Given exercise
Please render the listing below as a numbered list, leaving out blank lines and the pictures.
[Information provided start]
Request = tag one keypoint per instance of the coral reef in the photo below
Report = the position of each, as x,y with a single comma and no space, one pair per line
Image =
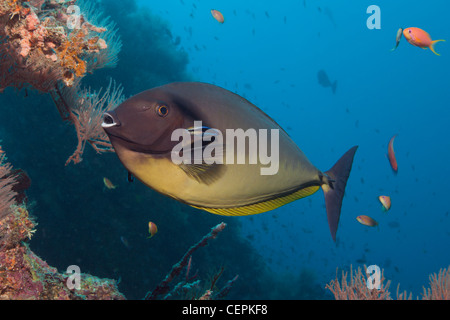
439,286
185,285
69,201
44,41
50,46
357,288
24,275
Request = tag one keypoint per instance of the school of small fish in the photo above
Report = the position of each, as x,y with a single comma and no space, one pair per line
415,36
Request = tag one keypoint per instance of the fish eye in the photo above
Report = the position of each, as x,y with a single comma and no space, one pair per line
162,110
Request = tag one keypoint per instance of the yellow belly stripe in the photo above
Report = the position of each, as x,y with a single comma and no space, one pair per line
264,206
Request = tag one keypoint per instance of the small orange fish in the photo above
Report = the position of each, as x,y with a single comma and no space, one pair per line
152,229
420,38
391,155
386,202
218,16
108,184
367,221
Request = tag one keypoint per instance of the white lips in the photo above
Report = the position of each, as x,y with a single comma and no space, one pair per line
108,125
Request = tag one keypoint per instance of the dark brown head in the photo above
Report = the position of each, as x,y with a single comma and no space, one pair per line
145,122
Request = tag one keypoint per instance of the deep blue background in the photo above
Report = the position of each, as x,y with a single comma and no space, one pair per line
270,52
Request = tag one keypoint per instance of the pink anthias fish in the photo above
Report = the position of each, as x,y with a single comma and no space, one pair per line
386,202
367,221
391,155
152,229
218,16
420,38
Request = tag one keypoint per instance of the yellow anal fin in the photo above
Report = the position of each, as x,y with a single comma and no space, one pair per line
264,206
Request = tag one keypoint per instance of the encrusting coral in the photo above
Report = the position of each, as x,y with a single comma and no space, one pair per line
24,275
357,289
50,46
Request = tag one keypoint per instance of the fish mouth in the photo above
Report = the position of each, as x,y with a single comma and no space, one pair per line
133,146
109,120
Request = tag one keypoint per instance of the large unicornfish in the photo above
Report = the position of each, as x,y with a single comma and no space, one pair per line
140,130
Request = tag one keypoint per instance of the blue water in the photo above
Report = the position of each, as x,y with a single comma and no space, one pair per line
270,53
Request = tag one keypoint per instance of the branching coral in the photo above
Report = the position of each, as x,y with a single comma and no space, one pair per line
50,46
23,275
46,40
357,288
84,109
186,285
439,286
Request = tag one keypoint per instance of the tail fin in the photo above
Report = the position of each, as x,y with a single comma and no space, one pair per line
333,87
335,187
432,46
[Information provided end]
Answer for this exercise
1. Request = tag one keypoint per instance of the coral reef in the photo below
2. Report = the position of each, as x,y with a single comma and no space, one pair per line
3. Image =
4. 439,286
5. 185,285
6. 69,201
7. 44,41
8. 50,46
9. 357,288
10. 24,275
11. Request = tag one keypoint per instance of the school of small fish in the photo above
12. Report = the position of each, as x,y with a single comma and no space, one pair per line
13. 415,36
14. Request = tag one keypoint per instance of the fish eye in the photo above
15. Report = the position of each, as x,y with a single comma and no space, one pair per line
16. 162,110
17. Request = tag one keypoint per instance of the yellow belly stripe in the photo above
18. Report = the position of each, as x,y with a single comma and no space, one pair per line
19. 264,206
20. Request = tag one keypoint per instance of the small orange fish in the photo above
21. Report = the position of each, as x,y with a single comma and no space, one pair per line
22. 152,229
23. 420,38
24. 391,155
25. 386,202
26. 218,16
27. 108,184
28. 367,221
29. Request = tag one keypoint per instance of the white lips in the photo above
30. Report = the position of each, as x,y with a single comma and no space, one pair per line
31. 108,125
32. Request = tag one keypoint per instance of the dark brown head in the photo above
33. Report = the position of each, as x,y with a single comma and no space, one pair per line
34. 145,122
35. Request = tag one keypoint per instance of the deep blue background in the photo above
36. Report = the position of each, as x,y with a single comma and no space, one pair per line
37. 270,52
38. Request = tag one keypoint per instance of the pink anthias fish in the photo above
39. Report = the position of each, as x,y with a single comma and no space, one pair per line
40. 386,202
41. 367,221
42. 391,155
43. 152,229
44. 218,16
45. 420,38
46. Request = tag one keypoint per instance of the yellow anal fin in the photo above
47. Report = the position of each, as x,y with a single comma and no space, one pair per line
48. 264,206
49. Request = tag one keypoint per instance of the encrusting coral in the photo above
50. Report = the position of each, as x,y with a single comma and no space, one pair per line
51. 24,275
52. 357,289
53. 50,46
54. Request = tag one keypoint per instance of the fish mouth in the photo above
55. Report = the position of each, as x,y with a single comma and no space, one pair per line
56. 133,146
57. 109,120
58. Request = tag one keypoint per instance of the large unicornfish in the photo above
59. Report = the position of each, as x,y with a single comma and no space, one pair per line
60. 140,130
61. Request = tag one keypoint per instance of the blue water in the photo above
62. Report = the position of each, as x,y with a single comma and no space, one pair per line
63. 270,53
64. Request = tag one keypoint per instance of the branching coral in the photo above
65. Report = the position of each, as x,y with a single comma and no space, one pair per line
66. 50,46
67. 23,275
68. 46,40
69. 357,288
70. 84,109
71. 186,285
72. 439,286
73. Request = tag one keypoint per instance of the tail fin in the photo above
74. Report = the position of each, as x,y with a single comma and no space, one pair per line
75. 333,87
76. 335,187
77. 432,46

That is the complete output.